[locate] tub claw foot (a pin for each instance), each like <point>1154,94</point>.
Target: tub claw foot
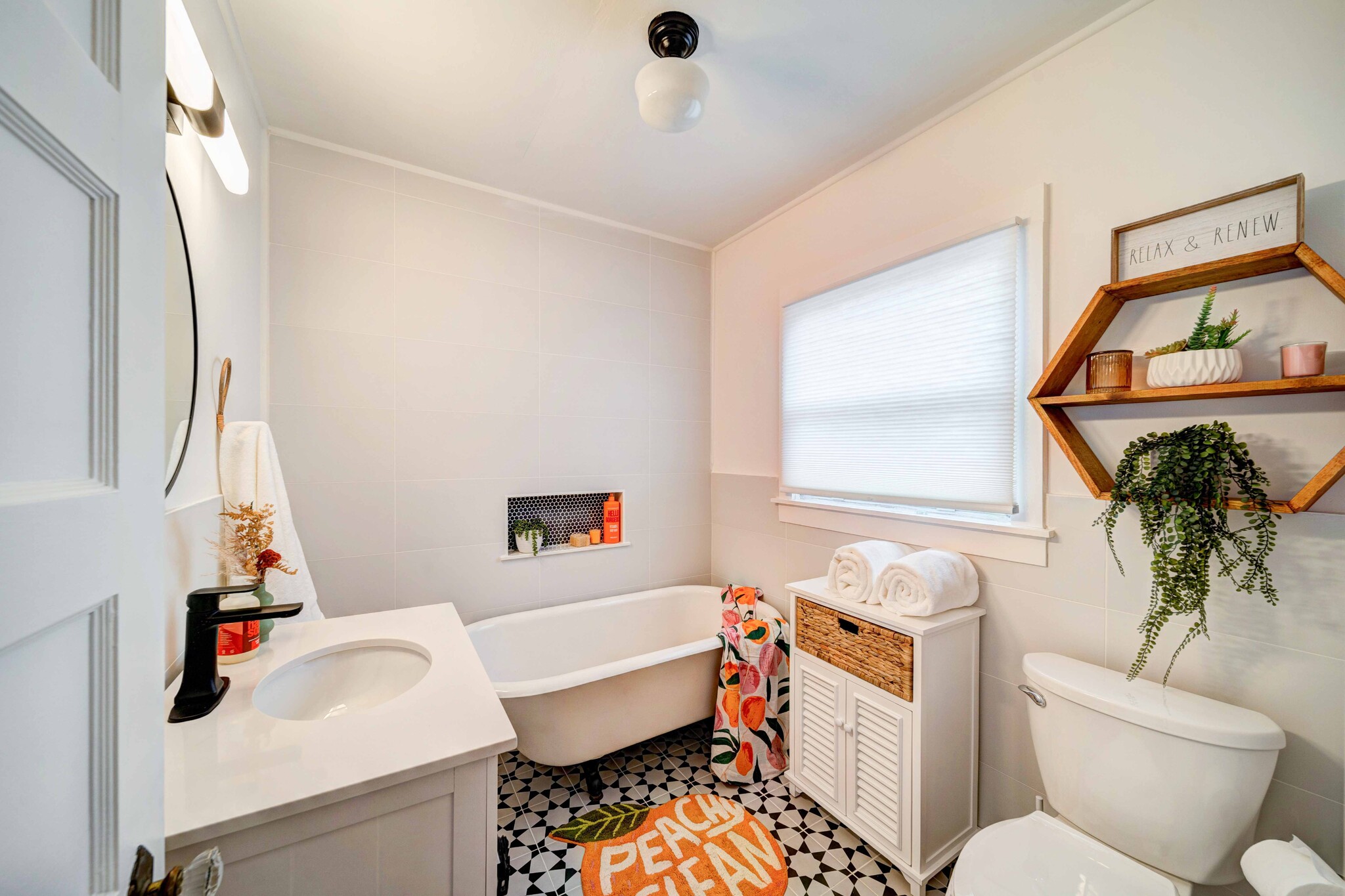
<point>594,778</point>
○ ○ ○ ○ ○ ○ ○
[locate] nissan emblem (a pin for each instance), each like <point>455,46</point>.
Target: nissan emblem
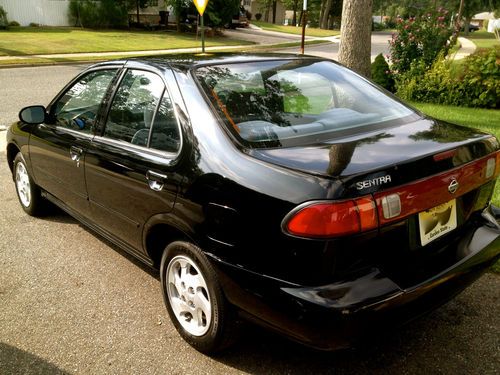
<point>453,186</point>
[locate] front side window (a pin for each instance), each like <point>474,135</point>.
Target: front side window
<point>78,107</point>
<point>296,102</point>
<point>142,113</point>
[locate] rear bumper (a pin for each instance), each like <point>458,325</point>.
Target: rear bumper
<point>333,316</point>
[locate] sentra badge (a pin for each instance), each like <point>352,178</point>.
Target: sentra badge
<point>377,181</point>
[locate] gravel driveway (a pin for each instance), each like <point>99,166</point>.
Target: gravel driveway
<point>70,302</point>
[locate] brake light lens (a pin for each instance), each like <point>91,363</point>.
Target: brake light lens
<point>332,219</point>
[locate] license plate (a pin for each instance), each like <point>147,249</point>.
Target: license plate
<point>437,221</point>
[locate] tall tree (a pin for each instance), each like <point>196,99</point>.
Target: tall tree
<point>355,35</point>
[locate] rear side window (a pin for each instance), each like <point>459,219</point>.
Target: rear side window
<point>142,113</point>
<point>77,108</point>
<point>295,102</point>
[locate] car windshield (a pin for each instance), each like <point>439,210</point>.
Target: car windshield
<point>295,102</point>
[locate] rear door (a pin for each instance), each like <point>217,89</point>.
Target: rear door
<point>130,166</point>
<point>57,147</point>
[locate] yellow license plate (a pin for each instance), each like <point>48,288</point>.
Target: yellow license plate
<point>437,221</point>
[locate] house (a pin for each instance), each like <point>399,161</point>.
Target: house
○ ○ ○ ○ ○ ○ ○
* **WORK TO BE COMPLETED**
Copy the items word for word, starting at the line that contains "[locate] front side" and ending at the line that contains "<point>70,302</point>", with both of those lines included.

* **FINISHED ANSWER**
[locate] front side window (a pin for each instance), each like <point>474,135</point>.
Target: front side window
<point>78,107</point>
<point>296,102</point>
<point>142,113</point>
[locate] rear bumper (a pin for each instance), each like <point>458,325</point>.
Target: rear bumper
<point>333,316</point>
[locate] sentra badge (a pin for each instance), each like <point>352,178</point>.
Target: sentra badge
<point>377,181</point>
[locate] gravel driveway (a pin for each instance), each like <point>99,166</point>.
Target: gravel driveway
<point>70,302</point>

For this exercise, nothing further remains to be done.